## Data listing
--
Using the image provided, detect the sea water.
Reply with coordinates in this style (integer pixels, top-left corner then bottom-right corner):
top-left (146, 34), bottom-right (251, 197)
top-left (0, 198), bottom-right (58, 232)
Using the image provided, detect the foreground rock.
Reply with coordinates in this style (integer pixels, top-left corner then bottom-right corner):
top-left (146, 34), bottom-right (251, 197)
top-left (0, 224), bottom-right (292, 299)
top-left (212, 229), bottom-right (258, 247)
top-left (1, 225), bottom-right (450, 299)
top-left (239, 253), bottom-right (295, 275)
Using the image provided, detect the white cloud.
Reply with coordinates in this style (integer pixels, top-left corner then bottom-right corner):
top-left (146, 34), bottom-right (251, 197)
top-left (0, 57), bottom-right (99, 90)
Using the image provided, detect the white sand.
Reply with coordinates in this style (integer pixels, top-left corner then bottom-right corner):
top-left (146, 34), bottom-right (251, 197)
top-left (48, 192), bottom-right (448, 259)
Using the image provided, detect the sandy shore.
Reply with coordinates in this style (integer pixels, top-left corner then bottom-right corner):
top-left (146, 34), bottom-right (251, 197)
--
## Problem statement
Output every line of the listing exactly as written.

## Answer space
Using the image provided, detect the sea water.
Reply with coordinates in this style (integer pixels, top-left corner then bottom-right corner):
top-left (146, 34), bottom-right (251, 197)
top-left (0, 198), bottom-right (58, 232)
Using the image provided, detect the foreground rock.
Reply with coordinates in this style (integer pixels, top-left corner then bottom-right corner):
top-left (146, 34), bottom-right (251, 197)
top-left (0, 224), bottom-right (292, 299)
top-left (212, 229), bottom-right (258, 247)
top-left (1, 225), bottom-right (450, 299)
top-left (239, 253), bottom-right (295, 275)
Using the image provided, detect the white cloud.
Reply with coordinates in this style (integer pixels, top-left corner then bottom-right corner):
top-left (146, 34), bottom-right (251, 197)
top-left (0, 57), bottom-right (99, 90)
Using the image provided, detect the white sand.
Reply with coordinates in this style (integer pixels, top-left corner then bottom-right corner):
top-left (146, 34), bottom-right (251, 197)
top-left (48, 192), bottom-right (448, 259)
Using the image provided, detect the sandy shore.
Reply with coordinates in this style (integer pixels, top-left corner then bottom-right corner):
top-left (146, 34), bottom-right (251, 197)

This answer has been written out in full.